→ Your objective: Can you reproduce all of the material below, line for line and unchanged?

→ Exercise materials:

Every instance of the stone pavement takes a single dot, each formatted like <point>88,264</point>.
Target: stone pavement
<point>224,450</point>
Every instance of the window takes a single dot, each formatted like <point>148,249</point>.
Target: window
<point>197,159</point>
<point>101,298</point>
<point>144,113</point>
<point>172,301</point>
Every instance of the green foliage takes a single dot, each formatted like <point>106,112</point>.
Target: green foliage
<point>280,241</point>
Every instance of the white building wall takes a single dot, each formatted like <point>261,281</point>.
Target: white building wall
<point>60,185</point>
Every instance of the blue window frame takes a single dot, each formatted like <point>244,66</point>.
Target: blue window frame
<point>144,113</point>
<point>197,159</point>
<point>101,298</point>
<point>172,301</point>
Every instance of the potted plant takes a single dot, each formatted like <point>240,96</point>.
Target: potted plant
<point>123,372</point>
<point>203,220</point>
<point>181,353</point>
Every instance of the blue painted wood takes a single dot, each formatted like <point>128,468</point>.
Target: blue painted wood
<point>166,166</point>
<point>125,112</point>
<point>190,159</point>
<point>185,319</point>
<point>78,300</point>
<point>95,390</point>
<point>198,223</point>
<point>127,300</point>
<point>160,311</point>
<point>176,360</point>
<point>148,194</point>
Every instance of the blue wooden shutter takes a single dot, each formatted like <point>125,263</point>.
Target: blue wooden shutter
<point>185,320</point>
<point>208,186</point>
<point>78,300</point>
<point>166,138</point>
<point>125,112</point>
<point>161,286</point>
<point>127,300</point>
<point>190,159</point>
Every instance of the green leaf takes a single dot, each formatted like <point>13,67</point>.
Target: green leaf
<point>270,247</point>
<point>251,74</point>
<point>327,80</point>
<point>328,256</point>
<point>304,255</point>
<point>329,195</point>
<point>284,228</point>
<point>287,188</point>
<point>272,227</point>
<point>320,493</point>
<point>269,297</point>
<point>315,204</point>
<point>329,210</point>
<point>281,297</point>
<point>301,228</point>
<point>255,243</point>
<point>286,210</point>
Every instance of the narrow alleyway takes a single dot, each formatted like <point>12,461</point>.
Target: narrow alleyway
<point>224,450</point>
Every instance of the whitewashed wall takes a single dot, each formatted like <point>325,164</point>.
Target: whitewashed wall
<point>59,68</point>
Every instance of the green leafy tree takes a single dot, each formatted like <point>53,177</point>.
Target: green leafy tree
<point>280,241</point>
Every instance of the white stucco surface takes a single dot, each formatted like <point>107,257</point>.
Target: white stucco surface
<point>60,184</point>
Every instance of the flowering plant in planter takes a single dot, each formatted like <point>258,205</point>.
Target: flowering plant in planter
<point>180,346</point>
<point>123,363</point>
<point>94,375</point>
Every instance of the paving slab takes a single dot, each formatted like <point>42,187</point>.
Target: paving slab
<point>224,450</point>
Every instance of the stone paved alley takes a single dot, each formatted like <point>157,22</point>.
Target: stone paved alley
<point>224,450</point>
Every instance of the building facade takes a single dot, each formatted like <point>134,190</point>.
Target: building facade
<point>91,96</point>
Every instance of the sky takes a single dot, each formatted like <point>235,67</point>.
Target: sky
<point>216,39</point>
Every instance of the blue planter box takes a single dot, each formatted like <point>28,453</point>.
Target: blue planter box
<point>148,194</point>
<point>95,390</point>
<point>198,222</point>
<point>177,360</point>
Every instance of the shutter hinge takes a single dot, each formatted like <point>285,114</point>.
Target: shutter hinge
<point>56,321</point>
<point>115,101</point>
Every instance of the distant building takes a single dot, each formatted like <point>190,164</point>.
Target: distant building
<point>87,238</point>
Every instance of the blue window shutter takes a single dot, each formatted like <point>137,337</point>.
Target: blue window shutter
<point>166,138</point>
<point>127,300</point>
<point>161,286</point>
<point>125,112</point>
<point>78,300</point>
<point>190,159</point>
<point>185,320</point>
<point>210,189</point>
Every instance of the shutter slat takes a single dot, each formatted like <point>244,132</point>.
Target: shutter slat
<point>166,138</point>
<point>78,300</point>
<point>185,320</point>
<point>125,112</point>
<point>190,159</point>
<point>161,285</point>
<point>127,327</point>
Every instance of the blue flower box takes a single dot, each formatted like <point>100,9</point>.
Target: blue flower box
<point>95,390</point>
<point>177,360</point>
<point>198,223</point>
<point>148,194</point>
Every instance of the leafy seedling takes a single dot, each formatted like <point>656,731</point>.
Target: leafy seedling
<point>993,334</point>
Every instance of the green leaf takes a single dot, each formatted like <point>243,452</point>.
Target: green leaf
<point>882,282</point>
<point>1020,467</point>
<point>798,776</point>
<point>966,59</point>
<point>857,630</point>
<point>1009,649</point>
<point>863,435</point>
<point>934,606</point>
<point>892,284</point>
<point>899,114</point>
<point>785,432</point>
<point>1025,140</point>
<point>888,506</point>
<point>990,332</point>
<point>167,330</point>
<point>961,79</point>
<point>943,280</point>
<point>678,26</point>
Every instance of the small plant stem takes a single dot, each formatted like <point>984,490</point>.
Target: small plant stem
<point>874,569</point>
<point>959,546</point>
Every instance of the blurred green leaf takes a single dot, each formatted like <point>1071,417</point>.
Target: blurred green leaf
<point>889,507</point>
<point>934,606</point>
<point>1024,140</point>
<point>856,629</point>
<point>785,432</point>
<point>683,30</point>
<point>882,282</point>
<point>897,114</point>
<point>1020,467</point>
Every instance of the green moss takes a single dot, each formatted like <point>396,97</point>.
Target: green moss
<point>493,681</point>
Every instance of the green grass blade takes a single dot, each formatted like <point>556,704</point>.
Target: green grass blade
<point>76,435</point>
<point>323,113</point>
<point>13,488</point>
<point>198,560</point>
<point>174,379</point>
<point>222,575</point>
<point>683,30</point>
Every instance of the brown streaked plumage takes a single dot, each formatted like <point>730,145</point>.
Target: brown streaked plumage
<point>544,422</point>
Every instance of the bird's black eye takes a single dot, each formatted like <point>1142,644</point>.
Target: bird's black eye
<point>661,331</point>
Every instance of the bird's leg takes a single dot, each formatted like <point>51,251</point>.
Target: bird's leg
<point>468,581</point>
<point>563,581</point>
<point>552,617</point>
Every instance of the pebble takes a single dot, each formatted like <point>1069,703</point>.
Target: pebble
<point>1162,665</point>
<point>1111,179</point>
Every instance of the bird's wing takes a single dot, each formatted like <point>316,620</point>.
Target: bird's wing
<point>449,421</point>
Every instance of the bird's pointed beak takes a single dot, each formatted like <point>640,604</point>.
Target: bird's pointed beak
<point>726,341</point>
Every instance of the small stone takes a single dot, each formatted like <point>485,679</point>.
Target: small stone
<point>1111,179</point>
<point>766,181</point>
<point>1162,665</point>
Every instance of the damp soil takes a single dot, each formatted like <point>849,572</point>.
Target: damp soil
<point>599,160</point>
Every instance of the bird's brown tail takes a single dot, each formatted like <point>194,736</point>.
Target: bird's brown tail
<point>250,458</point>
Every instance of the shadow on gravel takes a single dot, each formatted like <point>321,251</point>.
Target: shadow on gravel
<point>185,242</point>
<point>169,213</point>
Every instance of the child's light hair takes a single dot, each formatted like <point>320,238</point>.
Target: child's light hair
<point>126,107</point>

→ Answer for this exercise:
Every instance of the stone pavement takes a single dot, each formatted like <point>88,264</point>.
Target: stone pavement
<point>224,450</point>
Every instance of the window takes a single dot, each formatted like <point>148,249</point>.
Target: window
<point>197,159</point>
<point>101,298</point>
<point>144,113</point>
<point>172,301</point>
Every instance of the green foliage takes a single dot, each formatted like <point>106,112</point>.
Target: green foliage
<point>280,241</point>
Every instance of the white building wall takes a single dot, each formatted like <point>261,281</point>.
Target: white building wall
<point>60,185</point>
Every instance of the blue window frame takes a single dot, each formatted like <point>244,66</point>.
Target: blue window frame
<point>144,113</point>
<point>197,159</point>
<point>101,298</point>
<point>172,301</point>
Every instance of the potted plant takes a single dot, each formatted like <point>240,96</point>.
Target: potted plant
<point>123,372</point>
<point>203,220</point>
<point>181,353</point>
Every instance of the blue painted wood takes a single dot, each formatted like <point>128,468</point>.
Target: blue painted wood
<point>166,166</point>
<point>125,112</point>
<point>190,159</point>
<point>185,319</point>
<point>78,300</point>
<point>95,390</point>
<point>198,223</point>
<point>127,300</point>
<point>160,311</point>
<point>176,360</point>
<point>148,194</point>
Every instance of the blue wooden shutter takes a single dot, each formatted like <point>125,263</point>.
Target: blue wooden shutter
<point>185,320</point>
<point>208,186</point>
<point>78,300</point>
<point>166,138</point>
<point>125,112</point>
<point>161,286</point>
<point>127,300</point>
<point>190,159</point>
Every instance of the green leaf takes a single dot, each formatted like <point>13,67</point>.
Target: green leaf
<point>270,247</point>
<point>251,74</point>
<point>327,80</point>
<point>328,256</point>
<point>304,255</point>
<point>329,195</point>
<point>284,228</point>
<point>287,188</point>
<point>272,227</point>
<point>320,493</point>
<point>269,297</point>
<point>315,204</point>
<point>329,210</point>
<point>281,297</point>
<point>301,228</point>
<point>255,243</point>
<point>286,210</point>
Every instance of the narrow alleyway takes a single dot, each formatted like <point>12,461</point>.
Target: narrow alleyway
<point>224,450</point>
Every instance of the whitewashed wall takes a single dot, each formatted like <point>325,164</point>.
Target: whitewashed wall
<point>59,68</point>
Every instance of the green leafy tree takes a single dot, each formatted like <point>53,177</point>.
Target: green leafy tree
<point>280,241</point>
Every instance of the white stucco surface takes a single dot, each formatted like <point>107,257</point>.
Target: white stucco surface
<point>60,184</point>
Every instance of the flowering plant in planter takes a single dot, each formatted like <point>258,205</point>.
Target: flowering plant in planter
<point>180,346</point>
<point>123,363</point>
<point>94,375</point>
Every instance of the paving slab takes a single dot, each formatted like <point>42,187</point>.
Target: paving slab
<point>224,450</point>
Every instance of the stone paved alley takes a single dot, each formatted like <point>157,22</point>.
Target: stone paved alley
<point>224,450</point>
Every instance of the building facade takes a single dot, each formatted like <point>134,190</point>.
Target: building facade
<point>91,96</point>
Every instance of the sky takes a single dot, each formatted like <point>235,67</point>.
Target: sky
<point>216,39</point>
Every instance of the blue planter box takes a single dot, each formatted like <point>28,453</point>.
Target: blue planter box
<point>148,194</point>
<point>95,390</point>
<point>198,222</point>
<point>177,360</point>
Every instance of the shutter hinge takes a single dot, each formatted like <point>285,114</point>.
Target: shutter hinge
<point>56,321</point>
<point>115,101</point>
Every instance of the distant building takes a single dot, each formatted like <point>190,164</point>.
Target: distant building
<point>87,238</point>
Every instance of the blue window shutter takes a single dot, each formatted like <point>137,337</point>.
Target: blue window shutter
<point>166,138</point>
<point>127,300</point>
<point>161,286</point>
<point>125,112</point>
<point>78,300</point>
<point>190,159</point>
<point>185,320</point>
<point>210,189</point>
Every instance of the shutter slat takes a single dot, each formatted like <point>244,132</point>.
Target: shutter slat
<point>166,138</point>
<point>78,300</point>
<point>185,320</point>
<point>125,112</point>
<point>190,159</point>
<point>161,285</point>
<point>127,327</point>
Every instance of the blue flower box takes a single dot, each formatted like <point>100,9</point>.
Target: blue flower box
<point>95,390</point>
<point>177,360</point>
<point>198,223</point>
<point>148,194</point>
Every instance of the leafy seedling takes a single dot, each formatted like <point>656,731</point>.
Target: leafy seedling
<point>993,334</point>
Every instance of the green leaf takes a single dot, each formatted like <point>243,452</point>.
Target: green leaf
<point>882,282</point>
<point>1020,467</point>
<point>798,776</point>
<point>966,59</point>
<point>857,630</point>
<point>1009,649</point>
<point>863,435</point>
<point>934,606</point>
<point>892,284</point>
<point>899,114</point>
<point>785,432</point>
<point>1025,140</point>
<point>888,506</point>
<point>990,332</point>
<point>167,330</point>
<point>961,79</point>
<point>943,280</point>
<point>678,26</point>
Every instance of the small plant stem takes a single dot, each formatted like <point>984,490</point>.
Target: small plant stem
<point>874,569</point>
<point>959,546</point>
Every instance of the blurred green leaf takes a single dot, each formatted like <point>1071,417</point>.
Target: blurred green leaf
<point>889,507</point>
<point>934,606</point>
<point>1024,140</point>
<point>856,629</point>
<point>785,432</point>
<point>683,30</point>
<point>882,282</point>
<point>897,114</point>
<point>1020,467</point>
Every instance of the green moss takes a single dot, each formatted like <point>396,97</point>.
Target: green moss
<point>493,681</point>
Every instance of the green grass blade takes a single dot, each formatted like <point>556,704</point>.
Target: green grass blade
<point>76,435</point>
<point>323,113</point>
<point>13,488</point>
<point>198,560</point>
<point>174,379</point>
<point>222,575</point>
<point>683,30</point>
Every instance of the brown streaked plumage takes a single dot, each formatted like <point>730,145</point>.
Target: brown streaked plumage
<point>544,422</point>
Every instance of the bird's black eye takes a single dot, each formatted like <point>1142,644</point>.
Target: bird's black eye
<point>661,331</point>
Every instance of the bird's leg takes a single dot, each formatted like <point>51,251</point>.
Target: bird's leg
<point>468,581</point>
<point>563,581</point>
<point>552,617</point>
Every instance of the pebble takes a single dot, each formatted like <point>1069,703</point>.
Target: pebble
<point>1162,665</point>
<point>1111,179</point>
Every instance of the bird's wing takes a single dot, each formatted like <point>316,620</point>.
Target: bird's wing
<point>449,421</point>
Every instance of the bird's pointed beak takes a single dot, each formatted like <point>640,604</point>.
Target: bird's pointed beak
<point>726,341</point>
Every instance of the small stone takes a single dot, each formatted like <point>485,679</point>.
Target: small stone
<point>1111,179</point>
<point>766,181</point>
<point>1162,665</point>
Every instance of the damp soil takes a single dot, each formatted like <point>849,572</point>.
Target: damp soil
<point>599,160</point>
Every instance of the bird's brown tail takes a single dot, each formatted like <point>194,736</point>.
Target: bird's brown tail
<point>250,458</point>
Every instance of the shadow on gravel takes a single dot, each formatted like <point>321,251</point>.
Target: shadow on gravel
<point>185,242</point>
<point>169,213</point>
Every instance of the child's light hair takes a single dot, each formatted like <point>320,238</point>.
Target: child's light hair
<point>126,107</point>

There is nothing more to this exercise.